Labeled contour entries
* Start *
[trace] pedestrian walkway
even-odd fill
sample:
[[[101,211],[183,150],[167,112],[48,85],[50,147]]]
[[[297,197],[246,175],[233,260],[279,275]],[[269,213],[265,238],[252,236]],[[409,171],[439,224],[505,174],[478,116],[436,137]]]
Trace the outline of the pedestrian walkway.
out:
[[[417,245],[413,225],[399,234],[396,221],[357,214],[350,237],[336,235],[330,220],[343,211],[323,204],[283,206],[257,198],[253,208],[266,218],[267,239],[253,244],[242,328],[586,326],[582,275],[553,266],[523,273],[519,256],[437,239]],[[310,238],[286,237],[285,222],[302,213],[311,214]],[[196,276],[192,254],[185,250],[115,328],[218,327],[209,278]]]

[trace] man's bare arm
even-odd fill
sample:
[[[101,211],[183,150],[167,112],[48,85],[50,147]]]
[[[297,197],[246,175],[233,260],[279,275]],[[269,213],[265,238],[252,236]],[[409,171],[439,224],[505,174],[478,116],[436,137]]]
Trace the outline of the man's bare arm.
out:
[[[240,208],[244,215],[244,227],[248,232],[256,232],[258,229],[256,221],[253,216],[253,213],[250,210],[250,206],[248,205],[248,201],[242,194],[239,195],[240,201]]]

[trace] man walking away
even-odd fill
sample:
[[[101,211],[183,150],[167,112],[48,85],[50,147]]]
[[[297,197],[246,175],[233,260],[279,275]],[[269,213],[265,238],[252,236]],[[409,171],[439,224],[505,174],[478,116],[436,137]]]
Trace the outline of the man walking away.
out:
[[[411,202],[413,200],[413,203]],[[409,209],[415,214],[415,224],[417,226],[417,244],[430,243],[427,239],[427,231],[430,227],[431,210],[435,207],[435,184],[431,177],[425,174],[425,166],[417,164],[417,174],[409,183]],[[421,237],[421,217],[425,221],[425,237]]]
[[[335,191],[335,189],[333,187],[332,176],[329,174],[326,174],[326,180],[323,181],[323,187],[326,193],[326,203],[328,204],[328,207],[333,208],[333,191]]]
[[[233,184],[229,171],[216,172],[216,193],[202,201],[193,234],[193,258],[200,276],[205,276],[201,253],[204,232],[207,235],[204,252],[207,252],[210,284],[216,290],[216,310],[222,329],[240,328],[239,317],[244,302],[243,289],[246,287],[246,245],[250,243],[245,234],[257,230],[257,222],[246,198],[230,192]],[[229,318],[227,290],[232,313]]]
* End *
* Start *
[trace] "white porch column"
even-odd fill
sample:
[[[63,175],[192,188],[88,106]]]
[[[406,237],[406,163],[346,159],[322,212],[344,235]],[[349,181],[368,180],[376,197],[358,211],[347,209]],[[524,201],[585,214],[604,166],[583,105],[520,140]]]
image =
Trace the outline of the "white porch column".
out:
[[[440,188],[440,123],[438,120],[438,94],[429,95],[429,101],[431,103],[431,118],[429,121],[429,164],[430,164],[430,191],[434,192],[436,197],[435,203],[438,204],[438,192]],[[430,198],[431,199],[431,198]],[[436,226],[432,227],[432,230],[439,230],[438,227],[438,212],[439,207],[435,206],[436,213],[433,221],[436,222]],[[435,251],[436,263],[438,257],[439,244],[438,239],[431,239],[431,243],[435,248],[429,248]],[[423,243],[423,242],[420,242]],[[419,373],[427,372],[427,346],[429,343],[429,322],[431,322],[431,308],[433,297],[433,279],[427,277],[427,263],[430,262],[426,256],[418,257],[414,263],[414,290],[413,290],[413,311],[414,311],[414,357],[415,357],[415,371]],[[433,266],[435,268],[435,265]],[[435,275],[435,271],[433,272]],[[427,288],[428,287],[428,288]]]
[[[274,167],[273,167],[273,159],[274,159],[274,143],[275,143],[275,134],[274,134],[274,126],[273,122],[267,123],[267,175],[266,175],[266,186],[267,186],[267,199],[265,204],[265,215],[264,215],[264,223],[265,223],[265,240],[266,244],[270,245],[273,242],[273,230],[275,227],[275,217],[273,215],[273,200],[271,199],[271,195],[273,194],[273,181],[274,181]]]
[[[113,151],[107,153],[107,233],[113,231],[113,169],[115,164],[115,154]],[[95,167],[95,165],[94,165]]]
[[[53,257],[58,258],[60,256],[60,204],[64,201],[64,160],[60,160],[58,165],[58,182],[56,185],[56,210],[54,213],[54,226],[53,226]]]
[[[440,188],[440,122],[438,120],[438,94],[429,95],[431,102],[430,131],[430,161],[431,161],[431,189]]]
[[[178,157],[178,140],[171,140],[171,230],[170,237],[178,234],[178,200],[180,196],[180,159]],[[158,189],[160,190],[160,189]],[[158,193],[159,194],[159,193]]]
* End *
Written task: How many lines in the records above contain the string "column"? Reply with the number alone.

Answer for the task: 2